Information provided start

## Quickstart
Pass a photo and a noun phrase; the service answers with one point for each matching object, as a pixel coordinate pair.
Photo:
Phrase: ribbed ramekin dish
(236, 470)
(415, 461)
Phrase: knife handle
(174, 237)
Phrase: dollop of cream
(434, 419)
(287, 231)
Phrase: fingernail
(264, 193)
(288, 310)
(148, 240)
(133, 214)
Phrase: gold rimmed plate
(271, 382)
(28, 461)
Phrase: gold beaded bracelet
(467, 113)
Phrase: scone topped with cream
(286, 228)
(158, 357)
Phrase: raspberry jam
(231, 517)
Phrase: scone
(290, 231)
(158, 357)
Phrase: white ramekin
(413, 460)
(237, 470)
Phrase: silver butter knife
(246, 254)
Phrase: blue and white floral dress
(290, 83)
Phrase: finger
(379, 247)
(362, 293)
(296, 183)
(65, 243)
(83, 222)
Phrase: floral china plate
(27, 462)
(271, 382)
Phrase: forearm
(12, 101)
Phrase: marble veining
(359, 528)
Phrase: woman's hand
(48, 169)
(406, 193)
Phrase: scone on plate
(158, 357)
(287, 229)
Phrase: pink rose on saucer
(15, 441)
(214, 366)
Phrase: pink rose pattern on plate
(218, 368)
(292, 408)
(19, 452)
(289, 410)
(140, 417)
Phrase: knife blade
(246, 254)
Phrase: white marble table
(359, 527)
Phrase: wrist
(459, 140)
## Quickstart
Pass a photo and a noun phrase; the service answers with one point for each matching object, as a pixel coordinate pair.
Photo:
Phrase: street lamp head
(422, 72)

Information provided end
Information provided start

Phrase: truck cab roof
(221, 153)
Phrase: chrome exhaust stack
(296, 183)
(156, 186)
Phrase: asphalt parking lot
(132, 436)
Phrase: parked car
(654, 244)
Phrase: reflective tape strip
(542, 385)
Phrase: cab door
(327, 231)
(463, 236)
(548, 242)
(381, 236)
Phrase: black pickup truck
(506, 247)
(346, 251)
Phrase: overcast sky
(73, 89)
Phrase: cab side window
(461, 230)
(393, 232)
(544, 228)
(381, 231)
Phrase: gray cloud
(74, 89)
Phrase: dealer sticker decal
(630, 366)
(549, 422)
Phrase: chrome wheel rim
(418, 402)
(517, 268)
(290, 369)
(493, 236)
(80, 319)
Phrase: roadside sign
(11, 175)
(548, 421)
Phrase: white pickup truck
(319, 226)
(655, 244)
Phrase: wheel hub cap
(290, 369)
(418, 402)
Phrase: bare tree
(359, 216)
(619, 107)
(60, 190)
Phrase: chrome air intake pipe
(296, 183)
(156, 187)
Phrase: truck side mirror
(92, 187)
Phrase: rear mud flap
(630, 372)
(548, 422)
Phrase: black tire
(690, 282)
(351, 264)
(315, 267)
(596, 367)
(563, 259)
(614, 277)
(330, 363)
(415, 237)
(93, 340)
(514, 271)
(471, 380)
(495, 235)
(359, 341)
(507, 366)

Information provided end
Information provided start

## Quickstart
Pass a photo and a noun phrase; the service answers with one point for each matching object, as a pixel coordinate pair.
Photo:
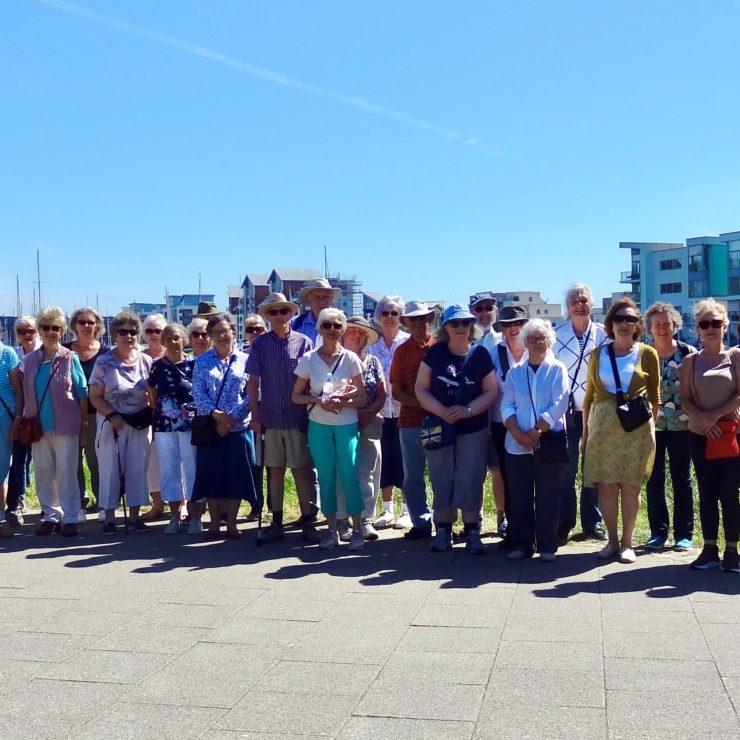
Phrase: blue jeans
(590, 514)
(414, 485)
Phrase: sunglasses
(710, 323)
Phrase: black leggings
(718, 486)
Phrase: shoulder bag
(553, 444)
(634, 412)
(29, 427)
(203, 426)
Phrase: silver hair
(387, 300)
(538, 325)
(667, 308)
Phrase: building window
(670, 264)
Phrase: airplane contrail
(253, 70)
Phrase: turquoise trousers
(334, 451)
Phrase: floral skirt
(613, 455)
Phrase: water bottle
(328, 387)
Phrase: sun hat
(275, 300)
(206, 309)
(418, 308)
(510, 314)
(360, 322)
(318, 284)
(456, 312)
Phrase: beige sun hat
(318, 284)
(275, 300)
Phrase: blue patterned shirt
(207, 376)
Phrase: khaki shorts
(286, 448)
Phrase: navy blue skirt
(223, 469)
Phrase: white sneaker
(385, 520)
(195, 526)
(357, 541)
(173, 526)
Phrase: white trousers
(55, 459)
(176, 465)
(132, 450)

Information provided end

## Goal:
State how many lines in the items contain the string "marble", with case counting. Give only the number.

## Answer for this exercise:
2